_TEXT_.
+ + + +

The dates and locations of the exhibition and public hearings specified in the two preceding paragraphs shall be posted in newspapers or electronic newspapers and publicly announced on the website of the competent authority of the municipality or county (city). At the same time, the owners of the lands and legal buildings in the renewal unit, holders of other rights, agencies for registration of restriction requests, and holders of the right to registration of caution shall also be notified. Within the public exhibition period, private citizens or groups may provide their names or titles and addresses and express their opinions to the competent authorities of different levels in writing. Such authorities shall review these opinions and take them into consideration. Once revisions are made after such competent authorities review the opinions, further public exhibition shall not be necessary.
With urban renewal areas demarcated or changed according to Article 7 or renewal units to be renovated or maintained, if the implementer has acquired the consent of all the private land and legal building owners in the renewal unit, the restrictions specified in the three preceding paragraphs shall not apply and the public exhibition and public hearings need not be held during the period when the urban renewal project plan is being established or changed.

+ + + +

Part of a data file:
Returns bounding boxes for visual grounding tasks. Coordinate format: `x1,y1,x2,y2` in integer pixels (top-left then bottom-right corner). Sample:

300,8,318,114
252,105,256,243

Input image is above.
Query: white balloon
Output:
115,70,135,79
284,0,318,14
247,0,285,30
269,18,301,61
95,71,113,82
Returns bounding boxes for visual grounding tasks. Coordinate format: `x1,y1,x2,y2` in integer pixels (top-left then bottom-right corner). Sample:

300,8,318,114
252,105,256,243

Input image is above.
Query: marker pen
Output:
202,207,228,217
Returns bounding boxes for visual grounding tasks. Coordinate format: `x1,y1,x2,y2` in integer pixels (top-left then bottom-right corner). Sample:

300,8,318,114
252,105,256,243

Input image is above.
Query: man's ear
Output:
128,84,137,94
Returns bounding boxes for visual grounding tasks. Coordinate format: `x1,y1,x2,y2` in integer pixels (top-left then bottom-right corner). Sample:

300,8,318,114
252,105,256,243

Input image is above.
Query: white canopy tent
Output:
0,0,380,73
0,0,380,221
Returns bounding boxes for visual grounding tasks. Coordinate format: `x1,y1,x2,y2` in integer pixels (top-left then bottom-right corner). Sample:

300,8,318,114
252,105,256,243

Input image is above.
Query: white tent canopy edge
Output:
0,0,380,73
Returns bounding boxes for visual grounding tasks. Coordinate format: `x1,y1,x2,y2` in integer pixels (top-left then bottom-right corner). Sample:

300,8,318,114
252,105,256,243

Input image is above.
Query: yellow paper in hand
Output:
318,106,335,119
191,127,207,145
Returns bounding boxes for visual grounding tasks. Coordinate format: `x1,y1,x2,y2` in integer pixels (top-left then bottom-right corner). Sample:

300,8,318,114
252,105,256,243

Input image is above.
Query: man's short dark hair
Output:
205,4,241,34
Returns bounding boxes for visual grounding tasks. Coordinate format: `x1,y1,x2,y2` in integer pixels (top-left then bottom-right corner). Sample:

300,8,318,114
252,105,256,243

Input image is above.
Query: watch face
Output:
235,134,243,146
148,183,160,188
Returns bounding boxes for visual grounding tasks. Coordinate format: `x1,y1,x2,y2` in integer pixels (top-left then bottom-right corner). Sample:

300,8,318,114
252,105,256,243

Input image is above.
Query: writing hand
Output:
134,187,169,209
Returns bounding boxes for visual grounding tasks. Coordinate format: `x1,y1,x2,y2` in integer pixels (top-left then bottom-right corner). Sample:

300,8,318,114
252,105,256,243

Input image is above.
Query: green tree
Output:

+ + + +

_WRITTEN PROBLEM 1_.
Answer these questions using the urban renewal text.
(a) Where are the dates and locations of the exhibition and public hearings to be posted and announced?
(b) During the public exhibition period, what may private citizens or groups provide to the competent authorities?
(c) What consent must the implementer acquire for the public exhibition and public hearings to be unnecessary?
_WRITTEN PROBLEM 2_.
Quote the urban renewal text word for word, everything from "With urban renewal" down to "established or changed.".

_RESULT 1_.
(a) They are posted in newspapers or electronic newspapers and announced on the website of the competent authority of the municipality or county (city).
(b) They may provide their names or titles and addresses and express their opinions in writing.
(c) The implementer must acquire the consent of all the private land and legal building owners in the renewal unit.

_RESULT 2_.
With urban renewal areas demarcated or changed according to Article 7 or renewal units to be renovated or maintained, if the implementer has acquired the consent of all the private land and legal building owners in the renewal unit, the restrictions specified in the three preceding paragraphs shall not apply and the public exhibition and public hearings need not be held during the period when the urban renewal project plan is being established or changed.